### Set problem
Convert the data starting with the line that contains "point: brick building" and going on through the line that contains "point: rooftop -- one" into a JSON list of strings, one string per line. Leave out any blank lines.

### Rows
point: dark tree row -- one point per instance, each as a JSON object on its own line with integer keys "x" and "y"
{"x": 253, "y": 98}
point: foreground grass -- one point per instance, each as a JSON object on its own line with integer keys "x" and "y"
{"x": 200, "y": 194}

...

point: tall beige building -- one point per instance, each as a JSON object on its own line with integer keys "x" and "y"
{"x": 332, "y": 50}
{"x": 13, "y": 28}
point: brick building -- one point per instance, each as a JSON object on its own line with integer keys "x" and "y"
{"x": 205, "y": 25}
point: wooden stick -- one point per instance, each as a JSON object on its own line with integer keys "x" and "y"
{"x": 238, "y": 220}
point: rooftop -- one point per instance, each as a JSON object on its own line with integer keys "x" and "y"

--

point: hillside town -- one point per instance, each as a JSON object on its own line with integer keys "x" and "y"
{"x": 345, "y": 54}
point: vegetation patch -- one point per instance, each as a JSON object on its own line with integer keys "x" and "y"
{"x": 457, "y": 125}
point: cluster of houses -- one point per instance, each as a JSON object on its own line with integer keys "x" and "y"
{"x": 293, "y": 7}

### Solution for this task
[
  "point: brick building -- one point per instance, each as a JSON object on its own line with integer keys \"x\" and \"y\"",
  "{\"x\": 205, \"y\": 25}",
  "point: wooden stick -- one point per instance, each as a JSON object on its own line with integer keys \"x\" and \"y\"",
  "{\"x\": 238, \"y\": 220}",
  "point: rooftop -- one point per instance, each as a JSON object on its own line with integer keys \"x\" and \"y\""
]